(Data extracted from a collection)
_ _ _ _

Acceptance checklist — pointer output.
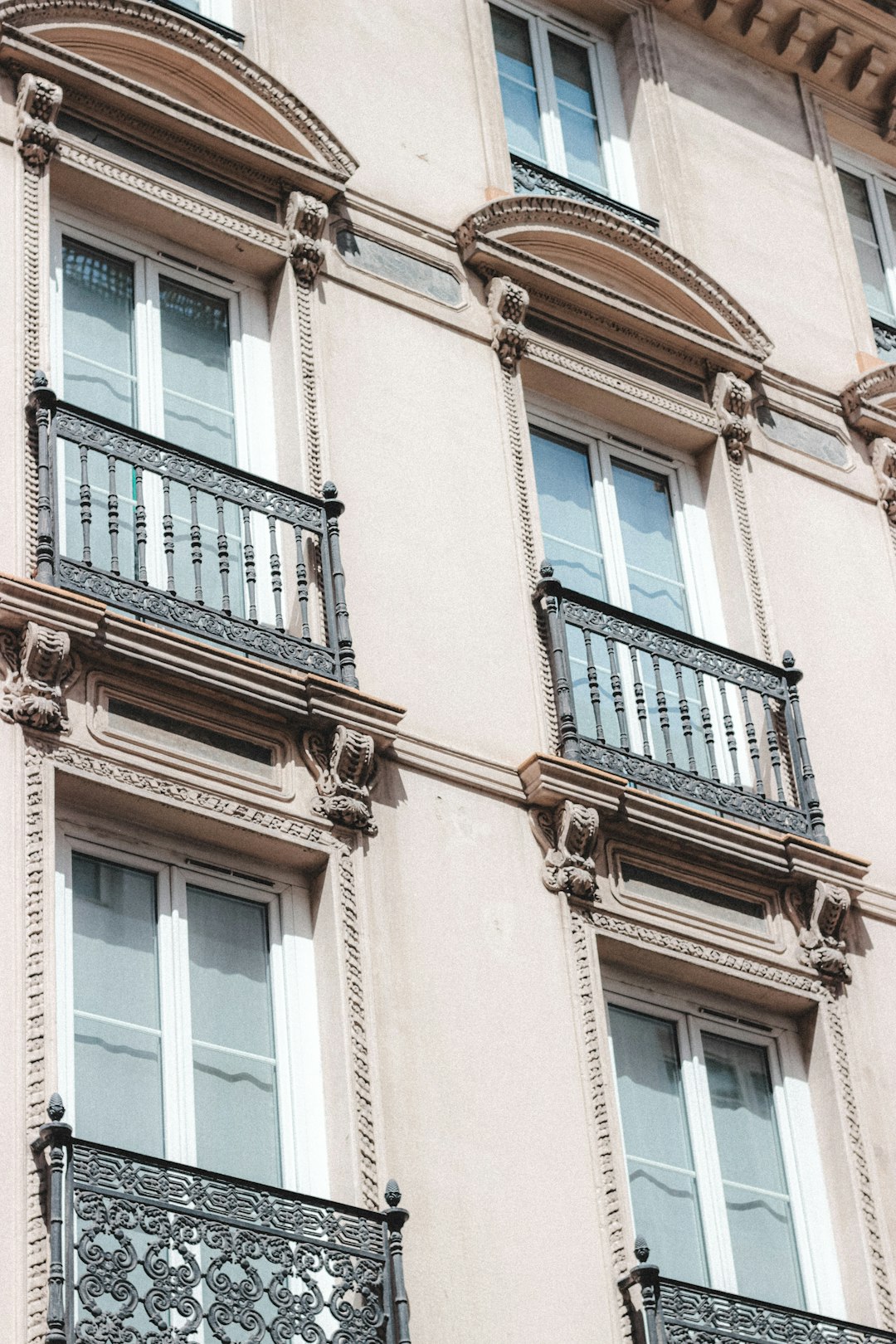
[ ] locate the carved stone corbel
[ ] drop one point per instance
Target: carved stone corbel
(568, 835)
(305, 223)
(731, 401)
(37, 665)
(820, 916)
(37, 110)
(883, 460)
(344, 769)
(508, 303)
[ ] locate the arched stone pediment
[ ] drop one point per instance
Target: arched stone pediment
(621, 281)
(179, 65)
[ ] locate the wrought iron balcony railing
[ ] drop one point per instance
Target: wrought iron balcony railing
(533, 180)
(687, 1313)
(183, 541)
(144, 1252)
(676, 714)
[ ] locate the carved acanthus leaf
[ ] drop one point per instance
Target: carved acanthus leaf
(508, 303)
(344, 769)
(731, 401)
(37, 665)
(568, 835)
(883, 460)
(820, 916)
(305, 223)
(37, 110)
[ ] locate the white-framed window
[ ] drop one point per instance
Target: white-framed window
(869, 197)
(562, 100)
(722, 1157)
(188, 1012)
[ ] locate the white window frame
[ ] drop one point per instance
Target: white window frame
(299, 1077)
(813, 1229)
(878, 182)
(607, 99)
(253, 385)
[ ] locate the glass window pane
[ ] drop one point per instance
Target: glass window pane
(649, 544)
(516, 77)
(99, 332)
(568, 520)
(578, 113)
(117, 1007)
(657, 1142)
(232, 1029)
(867, 247)
(752, 1171)
(197, 370)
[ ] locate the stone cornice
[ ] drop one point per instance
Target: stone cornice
(845, 47)
(105, 636)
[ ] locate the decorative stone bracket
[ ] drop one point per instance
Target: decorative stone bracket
(820, 916)
(731, 401)
(344, 769)
(37, 110)
(508, 303)
(568, 835)
(38, 661)
(305, 223)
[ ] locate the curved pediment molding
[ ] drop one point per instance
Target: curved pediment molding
(175, 63)
(621, 279)
(869, 403)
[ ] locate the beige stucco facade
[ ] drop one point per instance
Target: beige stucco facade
(461, 952)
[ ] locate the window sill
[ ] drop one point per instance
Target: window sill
(533, 180)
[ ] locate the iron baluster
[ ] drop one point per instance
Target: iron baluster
(113, 519)
(249, 563)
(168, 533)
(809, 789)
(684, 710)
(84, 499)
(664, 711)
(616, 686)
(752, 743)
(395, 1220)
(301, 582)
(707, 728)
(550, 594)
(140, 526)
(334, 509)
(641, 704)
(730, 732)
(54, 1140)
(275, 572)
(223, 557)
(197, 546)
(594, 687)
(774, 752)
(41, 407)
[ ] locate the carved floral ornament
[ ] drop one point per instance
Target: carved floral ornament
(37, 663)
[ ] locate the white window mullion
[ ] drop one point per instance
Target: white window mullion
(719, 1252)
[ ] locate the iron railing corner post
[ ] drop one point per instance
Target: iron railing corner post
(54, 1142)
(646, 1277)
(41, 407)
(806, 776)
(399, 1308)
(548, 594)
(334, 509)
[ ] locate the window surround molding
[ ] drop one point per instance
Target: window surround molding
(607, 95)
(293, 986)
(796, 1124)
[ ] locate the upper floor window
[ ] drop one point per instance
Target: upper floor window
(709, 1116)
(561, 100)
(871, 206)
(188, 1018)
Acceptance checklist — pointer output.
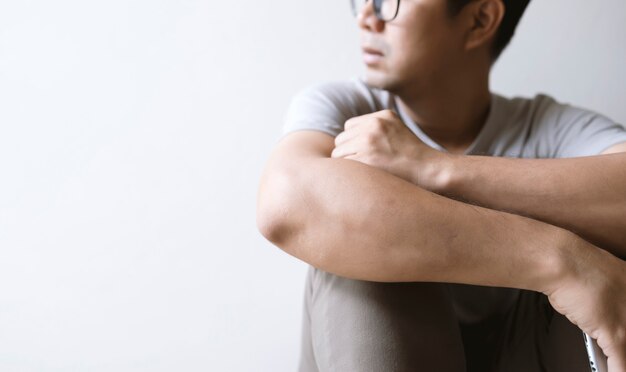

_ _ _ _

Repeat each entry above word for word, leaving every picture out.

**RESULT OF THIS EXERCISE**
Acceptance checklist — pointer output.
[ ] locate the carved stone corbel
[ ] drop one point per instance
Target: carved stone corbel
(568, 835)
(305, 223)
(731, 401)
(37, 665)
(820, 916)
(37, 110)
(883, 460)
(344, 769)
(508, 303)
[ ] locate the arched stone pediment
[ ] drop one point per instance
Target: arched stone pediment
(621, 281)
(179, 65)
[ ] locate the wrought iron balcony railing
[ ] drop one point per instance
Target: wrought iron balcony railing
(533, 180)
(687, 1313)
(183, 541)
(144, 1252)
(676, 714)
[ ] locate the carved acanthus leaf
[ ] drop one point per instance
Target: carved acanthus leaf
(508, 303)
(344, 769)
(731, 401)
(37, 665)
(568, 835)
(883, 460)
(820, 916)
(305, 223)
(37, 110)
[ ] locate the white-framed window
[ ] drop one point per instance
Target: white-framed window
(869, 197)
(562, 100)
(722, 1157)
(188, 1012)
[ ] locate the white window frame
[ ] drop one point per instance
Target: white window frame
(299, 1077)
(813, 1229)
(878, 182)
(607, 99)
(253, 385)
[ ] locate the glass window pane
[ ] drop one point per instance
Target: glass window pane
(649, 544)
(516, 77)
(99, 332)
(568, 520)
(578, 113)
(117, 1007)
(657, 1142)
(232, 1029)
(867, 247)
(752, 1171)
(197, 370)
[ ] locate the stone cornice
[ ] drop one point per instance
Target: stone cornice
(845, 47)
(105, 636)
[ ] locate the decorative stone bracket
[ ] drop one point per instance
Target: decorative stone bracket
(820, 916)
(731, 401)
(344, 769)
(37, 110)
(508, 303)
(568, 835)
(38, 661)
(305, 223)
[ ] locate the curved pediment molding
[ ] drop one point per instance
Target: curved pediment molding
(175, 63)
(621, 279)
(869, 403)
[ ] locate the beige stucco facade
[ ] drop one point per instance
Target: beige stucco facade
(461, 952)
[ ] locate the window sill
[ ] drop one point per instance
Target: window sill
(533, 180)
[ ] locate the iron baluster
[ ] drop one point per instance
Target: iron baluster
(113, 519)
(249, 563)
(168, 533)
(809, 789)
(684, 710)
(84, 499)
(664, 711)
(616, 686)
(752, 743)
(395, 1220)
(301, 582)
(707, 728)
(550, 594)
(140, 526)
(334, 509)
(641, 704)
(730, 732)
(54, 1140)
(275, 572)
(223, 557)
(197, 546)
(594, 687)
(774, 752)
(41, 407)
[ ] locate the carved floral ornament
[ ] drop one point per instance
Target: carved floral ornament
(37, 663)
[ ] locate the white window mullion
[ ] drop one point per instance
Target: white window mullion
(719, 1252)
[ ] locate the iron railing corner post
[ ] drop one point per instance
Target: iron railing corner post
(54, 1142)
(646, 1277)
(41, 407)
(806, 776)
(399, 1308)
(548, 594)
(334, 509)
[ ] locate the window surround molding
[ ] drop one point per instance
Target: window surround molding
(607, 95)
(293, 986)
(796, 1124)
[ ] locate the upper floor window
[ ] drop one point per instance
Target: upper floor window
(709, 1116)
(561, 100)
(871, 206)
(188, 1018)
Acceptance checklist — pointer output.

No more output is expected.